**Extract**
It has all the mod cons: power windows, front and rear; adjustable electric mirrors, immobiliser and various warning signs. 

ABS and two airbags in front are standard. Talking of brakes; those on the Bolt are excellent, as I found when a pedestrian suddenly made a dash for it across the Nelson Mandela Boulevard travelling in to Sea Point. Luckily, there was nobody on my tail, as is the norm with most Cape Town drivers, otherwise there could have been unintended consequences, for me as well.

An unusual feature of the car is the changeable driving modes. There are three different settings for engine response:  Sport, Eco and City modes and the  Sport is the default setting for the Bolt in South Africa. Which does give the car a more sportier feel.

You can use the Eco mode on the motorways but it’s probably best to keep the speed below 120km/h; above that I felt a distinctive drop in power, and I needed to do a lot of gear changing, especially on the steeper gradients and when cornering. The City mode, as the name implies, is best suited to heavy traffic conditions and it delivers a bit more power to help you take that gap when you need it. The electronic power steering is a boon too, when you’re negotiating the gridlock, or trying to, anyway.

New is the 1.2-litre Revotron engine, which produces 66kW and 140 N.m between 1 500 rpm and 4 000 rpm.  I didn’t feel any turbo lag to speak of, and although the shifts through the five speed manual gearbox is smooth, in slow traffic the Bolt has an irritating habit of stuttering, I think the problem is the transmission, the front wheel drive vehicle hops along when you change to second at low speeds, possibly because the first gear is too short and the second gear is too long.

The sedan has a luggage capacity of 360 litres, the hatch has 210 litres,  enough space for your monthly shop and if you’re going away, some suitcases and a few other odds and ends you may need. There is a storage drawer under the driver’s seat, and if you get thirsty there is one ubiquitous cup holder in the front.

As always the big question is: how does it drive?  The Bolt handles well, the ride is comfortable and it sticks to the road although there is some body roll if you take a corner too fast. The petrol engine is perky and the Bolt sails along quite happily at the legal limit. There is power to spare if you want to overtake. It’s also reasonably happy in slow traffic except for that disconcerting stammer at low speeds. There is hardly any engine or road noise but the whistle of the wind was markedly high, but not enough to drown out the music from the Harman sound system, which also has a speed sensitive volume control.

**Assignment**
Write the next part of the Bolt car review, starting after its last sentence. The material that comes next has nothing to do with this text.

**Data section**
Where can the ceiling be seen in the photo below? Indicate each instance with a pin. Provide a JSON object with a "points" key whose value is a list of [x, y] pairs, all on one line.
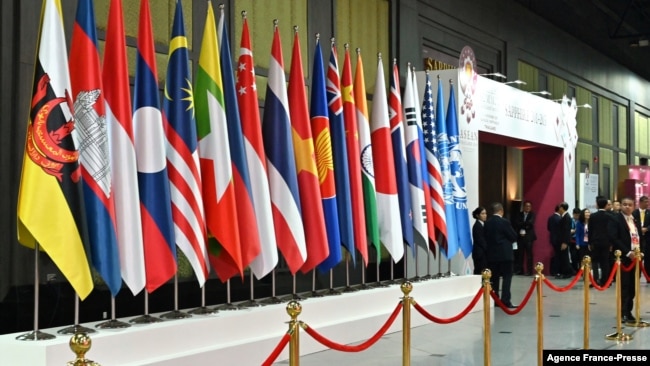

**Answer for the task**
The Bolt is not that frugal with fuel and in a town and country cycle I recorded figures of just over 7 litres/ 100 km, and my test route included all kinds of traffic conditions.

Would I take the test car to Johannesburg? It ticks most of the boxes: space, comfort, a smooth ride and I’m sure it will cruise along quite happily on those long stretches, especially the one from Bloemfontein to Kroonstad. So the answer is a reluctant yes, but only because of the manual gearbox (and the 44 litre tank) although there is talk about an XT being fitted with automatic transmission.  Then the answer would be a resounding yes.

That said, if I were in the market for a new set of wheels I would give the Bolt a second look. I didn’t expect much from the car but I really enjoyed driving it and if this is a sign of things to come from Tata, then expect to see many more of their passenger vehicles on the road. Competitors include the Honda Brio; the Suzuki Swift, the Renault Sandero and Toyota’s Etios.

Unlike most other marques, the emblem on the boot tells you that the model is an XT Revotron. Many motor makers leave this out, probably as a cost-saving measure, and it gets very confusing when there are sometimes up to 12 derivatives and more in a range.

The sedan comes with a price tag of  R177 995 (check with your dealer) and it includes a five- year/ 100 000km factory warranty, a two- year / 30 000km Service Plan and five-year roadside assistance.